* [Short exercise] Copy the stretch from the line containing "Target: asphalt ground" through the end of the records, swapping "dark car" for "black car" and leaving everything else as it is. Omit the pictures.

* [Exercise inputs]
□ □ □ □ □

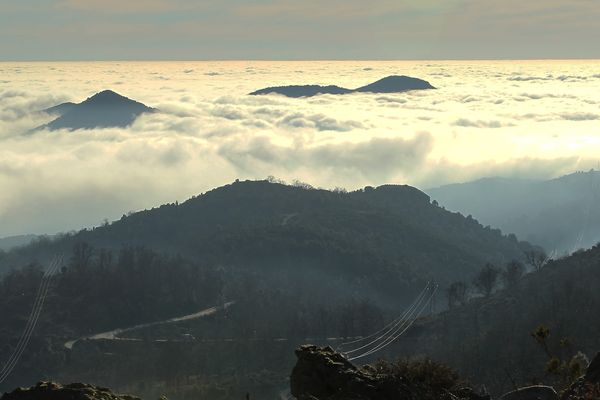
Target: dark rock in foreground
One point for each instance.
(102, 110)
(537, 392)
(73, 391)
(303, 90)
(324, 374)
(390, 84)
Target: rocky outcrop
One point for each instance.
(73, 391)
(322, 373)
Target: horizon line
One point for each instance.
(305, 60)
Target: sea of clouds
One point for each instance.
(527, 119)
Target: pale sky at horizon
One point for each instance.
(286, 29)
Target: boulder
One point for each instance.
(73, 391)
(537, 392)
(323, 374)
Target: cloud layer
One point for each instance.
(481, 121)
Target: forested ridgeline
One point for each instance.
(387, 235)
(529, 331)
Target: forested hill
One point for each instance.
(498, 340)
(383, 235)
(559, 214)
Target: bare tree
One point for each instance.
(457, 294)
(536, 258)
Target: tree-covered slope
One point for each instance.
(386, 235)
(490, 339)
(559, 214)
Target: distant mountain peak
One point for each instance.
(389, 84)
(107, 96)
(102, 110)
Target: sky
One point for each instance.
(535, 119)
(298, 30)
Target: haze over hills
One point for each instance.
(390, 84)
(496, 332)
(561, 214)
(7, 243)
(298, 262)
(102, 110)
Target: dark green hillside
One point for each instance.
(387, 235)
(488, 337)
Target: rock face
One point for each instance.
(302, 90)
(537, 392)
(102, 110)
(73, 391)
(390, 84)
(323, 374)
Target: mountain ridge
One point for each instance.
(389, 84)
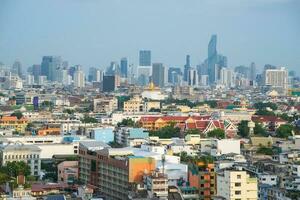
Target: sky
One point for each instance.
(95, 32)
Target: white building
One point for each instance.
(236, 184)
(217, 147)
(20, 152)
(277, 79)
(79, 79)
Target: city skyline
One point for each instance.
(95, 43)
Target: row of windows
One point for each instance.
(21, 156)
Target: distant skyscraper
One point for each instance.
(187, 66)
(173, 75)
(212, 58)
(17, 68)
(145, 58)
(50, 67)
(252, 71)
(109, 83)
(193, 79)
(277, 79)
(79, 79)
(158, 74)
(124, 67)
(36, 72)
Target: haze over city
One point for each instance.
(94, 33)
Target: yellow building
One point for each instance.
(236, 184)
(133, 105)
(12, 122)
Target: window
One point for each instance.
(237, 184)
(238, 192)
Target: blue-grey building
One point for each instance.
(105, 134)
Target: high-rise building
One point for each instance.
(236, 184)
(187, 66)
(252, 71)
(109, 83)
(192, 78)
(277, 79)
(17, 68)
(124, 67)
(145, 58)
(158, 74)
(144, 74)
(50, 67)
(212, 58)
(174, 74)
(79, 79)
(227, 77)
(36, 72)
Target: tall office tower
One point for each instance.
(17, 68)
(277, 79)
(109, 83)
(92, 74)
(79, 79)
(145, 58)
(227, 77)
(124, 67)
(158, 74)
(212, 58)
(235, 184)
(174, 74)
(187, 66)
(252, 71)
(113, 69)
(49, 67)
(193, 79)
(99, 75)
(243, 71)
(36, 72)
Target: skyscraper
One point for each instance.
(109, 83)
(145, 58)
(212, 58)
(17, 68)
(79, 79)
(173, 75)
(50, 66)
(124, 67)
(187, 66)
(158, 74)
(252, 71)
(36, 72)
(277, 79)
(193, 79)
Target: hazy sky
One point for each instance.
(95, 32)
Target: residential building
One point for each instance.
(236, 184)
(30, 154)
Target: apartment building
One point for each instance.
(236, 185)
(20, 152)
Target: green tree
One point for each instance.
(4, 178)
(217, 133)
(18, 114)
(263, 106)
(15, 168)
(259, 130)
(193, 131)
(166, 132)
(127, 122)
(265, 150)
(87, 119)
(265, 112)
(243, 129)
(284, 131)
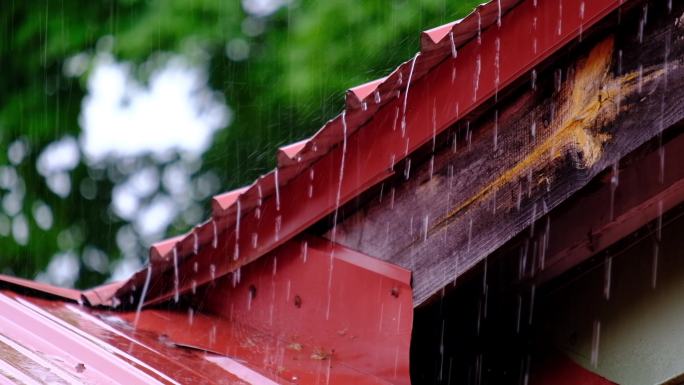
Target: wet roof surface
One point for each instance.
(309, 323)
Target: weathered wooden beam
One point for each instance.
(639, 190)
(501, 171)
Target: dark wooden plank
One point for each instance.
(613, 92)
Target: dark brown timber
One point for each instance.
(497, 173)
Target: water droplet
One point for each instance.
(277, 186)
(195, 242)
(305, 251)
(175, 275)
(608, 273)
(595, 339)
(498, 15)
(191, 316)
(214, 241)
(408, 86)
(141, 301)
(454, 52)
(238, 214)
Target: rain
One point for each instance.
(286, 191)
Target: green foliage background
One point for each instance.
(292, 82)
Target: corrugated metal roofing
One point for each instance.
(460, 66)
(261, 326)
(208, 337)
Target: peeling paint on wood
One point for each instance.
(614, 94)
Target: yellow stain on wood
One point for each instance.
(589, 102)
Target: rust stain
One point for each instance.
(590, 101)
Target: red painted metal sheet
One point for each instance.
(261, 325)
(398, 114)
(38, 287)
(310, 312)
(54, 342)
(554, 368)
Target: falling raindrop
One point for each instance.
(470, 232)
(311, 177)
(305, 251)
(608, 272)
(614, 182)
(454, 52)
(141, 301)
(581, 11)
(560, 17)
(532, 294)
(277, 187)
(654, 266)
(595, 338)
(498, 15)
(278, 225)
(238, 214)
(476, 78)
(175, 275)
(479, 26)
(496, 130)
(408, 86)
(255, 240)
(214, 241)
(425, 227)
(497, 62)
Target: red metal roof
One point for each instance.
(341, 316)
(262, 325)
(460, 66)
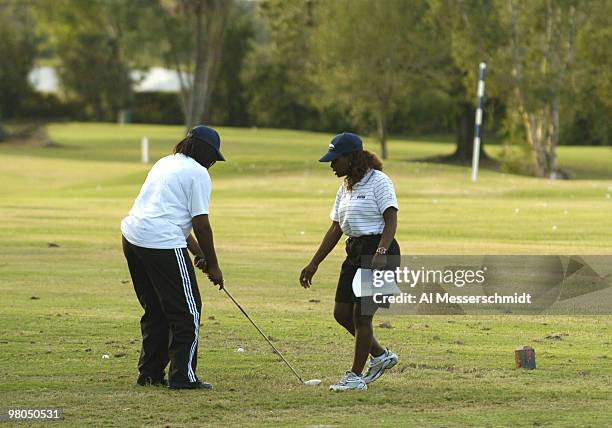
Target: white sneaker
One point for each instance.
(348, 382)
(377, 366)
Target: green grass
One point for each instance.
(270, 207)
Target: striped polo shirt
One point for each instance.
(360, 211)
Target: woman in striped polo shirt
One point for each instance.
(366, 211)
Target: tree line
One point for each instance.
(375, 66)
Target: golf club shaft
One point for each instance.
(262, 333)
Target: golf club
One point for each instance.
(311, 382)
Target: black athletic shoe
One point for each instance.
(191, 385)
(149, 381)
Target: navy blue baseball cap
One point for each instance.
(209, 136)
(341, 144)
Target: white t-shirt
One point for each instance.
(360, 211)
(176, 190)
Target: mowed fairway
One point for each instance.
(62, 307)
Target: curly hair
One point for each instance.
(200, 151)
(359, 164)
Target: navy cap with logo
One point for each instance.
(342, 144)
(209, 136)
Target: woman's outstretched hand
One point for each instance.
(307, 274)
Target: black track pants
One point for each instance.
(166, 287)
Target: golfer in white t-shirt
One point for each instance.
(173, 201)
(366, 211)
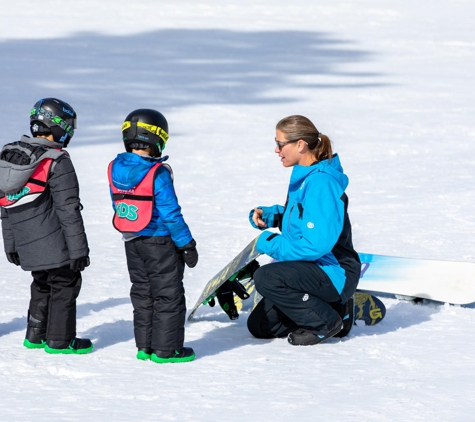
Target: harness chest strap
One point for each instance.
(35, 186)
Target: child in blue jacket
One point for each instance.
(158, 242)
(308, 294)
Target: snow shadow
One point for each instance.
(223, 336)
(19, 323)
(108, 334)
(104, 77)
(16, 324)
(86, 308)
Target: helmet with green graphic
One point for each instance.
(145, 128)
(50, 116)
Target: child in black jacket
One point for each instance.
(42, 226)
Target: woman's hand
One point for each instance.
(257, 218)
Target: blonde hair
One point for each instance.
(299, 127)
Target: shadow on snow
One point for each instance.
(105, 76)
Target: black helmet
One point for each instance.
(148, 127)
(51, 116)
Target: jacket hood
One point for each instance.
(129, 169)
(333, 168)
(20, 159)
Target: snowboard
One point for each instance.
(442, 281)
(233, 287)
(227, 276)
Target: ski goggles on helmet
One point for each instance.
(42, 114)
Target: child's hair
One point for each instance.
(299, 127)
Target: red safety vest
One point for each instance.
(133, 207)
(35, 186)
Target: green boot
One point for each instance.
(185, 354)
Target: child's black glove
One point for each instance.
(190, 254)
(13, 258)
(79, 264)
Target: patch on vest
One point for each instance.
(14, 197)
(129, 212)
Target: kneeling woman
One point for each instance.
(307, 294)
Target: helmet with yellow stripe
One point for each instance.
(145, 127)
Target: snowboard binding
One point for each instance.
(233, 286)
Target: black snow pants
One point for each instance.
(53, 301)
(156, 271)
(296, 294)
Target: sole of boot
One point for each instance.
(141, 355)
(156, 359)
(68, 351)
(29, 345)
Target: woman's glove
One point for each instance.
(13, 258)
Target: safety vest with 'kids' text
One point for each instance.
(133, 207)
(35, 186)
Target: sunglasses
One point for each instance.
(280, 145)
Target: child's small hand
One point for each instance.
(257, 218)
(190, 254)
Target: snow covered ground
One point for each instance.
(391, 82)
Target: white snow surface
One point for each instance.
(391, 82)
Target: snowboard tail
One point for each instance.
(442, 281)
(229, 276)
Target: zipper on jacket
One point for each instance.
(290, 215)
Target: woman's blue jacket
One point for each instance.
(314, 224)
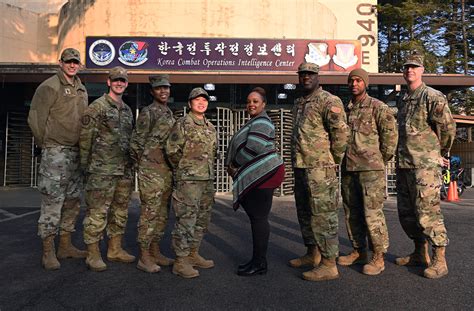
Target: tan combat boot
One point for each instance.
(115, 252)
(438, 267)
(184, 269)
(197, 260)
(49, 260)
(94, 260)
(66, 249)
(375, 266)
(311, 258)
(147, 262)
(327, 270)
(420, 257)
(357, 256)
(158, 257)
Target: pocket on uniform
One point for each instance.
(365, 127)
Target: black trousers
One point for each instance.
(257, 204)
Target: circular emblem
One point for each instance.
(101, 52)
(133, 53)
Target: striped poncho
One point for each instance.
(252, 152)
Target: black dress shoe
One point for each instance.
(254, 269)
(245, 266)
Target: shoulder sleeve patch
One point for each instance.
(336, 109)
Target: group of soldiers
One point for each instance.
(362, 137)
(98, 145)
(174, 159)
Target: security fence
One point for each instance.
(21, 166)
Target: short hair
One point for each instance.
(260, 92)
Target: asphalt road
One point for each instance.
(25, 285)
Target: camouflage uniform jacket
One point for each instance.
(149, 137)
(56, 111)
(426, 128)
(373, 137)
(319, 132)
(105, 138)
(191, 148)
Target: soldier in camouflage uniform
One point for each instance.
(54, 118)
(155, 177)
(318, 144)
(191, 149)
(372, 143)
(107, 127)
(427, 130)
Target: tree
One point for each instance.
(443, 30)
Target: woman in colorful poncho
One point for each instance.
(257, 170)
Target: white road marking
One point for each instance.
(18, 216)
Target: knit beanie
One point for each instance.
(361, 73)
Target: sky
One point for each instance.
(38, 6)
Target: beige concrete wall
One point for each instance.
(292, 19)
(26, 36)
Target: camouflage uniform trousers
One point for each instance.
(418, 203)
(316, 207)
(363, 193)
(107, 198)
(156, 184)
(60, 185)
(192, 204)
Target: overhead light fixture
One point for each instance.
(209, 87)
(289, 86)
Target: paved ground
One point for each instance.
(24, 285)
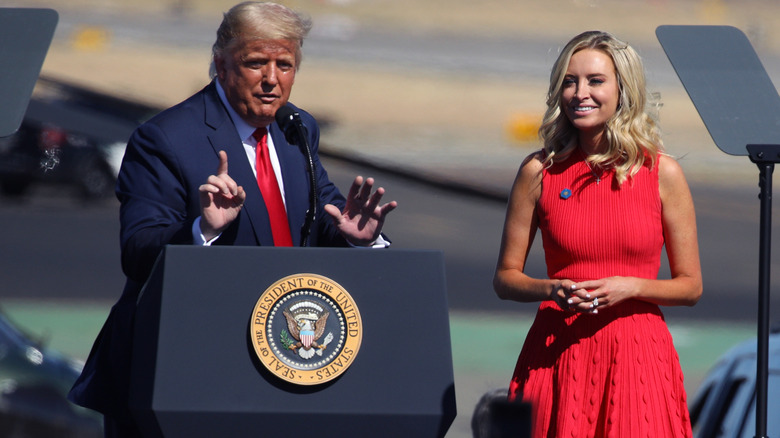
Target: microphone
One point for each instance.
(290, 121)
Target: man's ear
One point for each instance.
(219, 67)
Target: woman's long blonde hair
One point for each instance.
(631, 134)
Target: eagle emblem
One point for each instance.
(306, 322)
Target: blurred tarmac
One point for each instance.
(448, 128)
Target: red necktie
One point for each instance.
(269, 187)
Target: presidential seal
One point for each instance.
(306, 329)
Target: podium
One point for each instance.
(197, 370)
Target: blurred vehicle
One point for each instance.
(70, 135)
(34, 382)
(725, 404)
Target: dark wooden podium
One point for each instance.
(196, 371)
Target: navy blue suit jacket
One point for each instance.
(166, 160)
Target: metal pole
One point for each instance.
(762, 157)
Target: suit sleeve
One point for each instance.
(154, 208)
(327, 192)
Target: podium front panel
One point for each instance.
(196, 373)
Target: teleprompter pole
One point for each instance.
(765, 157)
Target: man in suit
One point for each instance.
(192, 175)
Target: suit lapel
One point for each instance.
(224, 137)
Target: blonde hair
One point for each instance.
(631, 134)
(259, 21)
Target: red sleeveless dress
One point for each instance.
(615, 373)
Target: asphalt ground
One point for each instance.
(484, 345)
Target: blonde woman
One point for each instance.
(599, 359)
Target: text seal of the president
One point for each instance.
(306, 329)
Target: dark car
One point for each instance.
(34, 382)
(725, 404)
(70, 135)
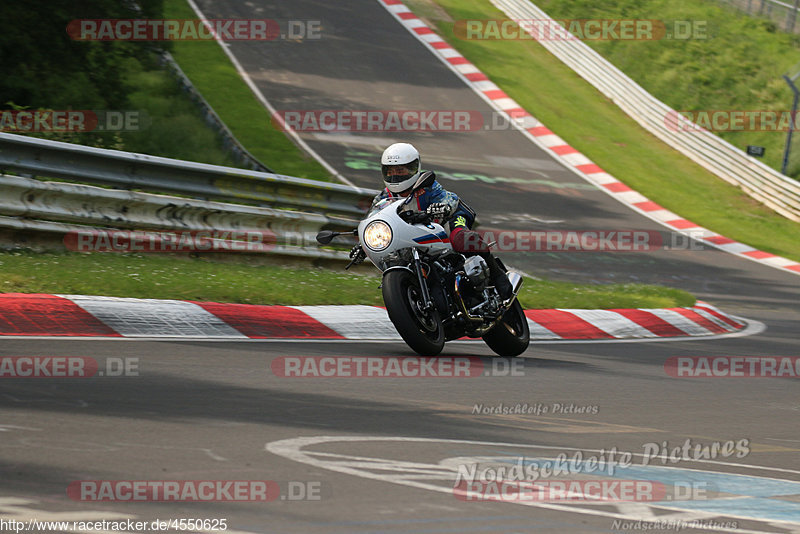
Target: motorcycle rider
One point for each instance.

□ □ □ □ □

* [Result of the exercise]
Target: asphalt ground
One point for each instance.
(484, 345)
Target: blonde woman
One point for each instance.
(599, 359)
Target: text seal of the president
One point for each instance.
(306, 329)
Target: black car
One point for each instance.
(34, 382)
(725, 404)
(70, 135)
Target: motorcycle rider
One point for each instance.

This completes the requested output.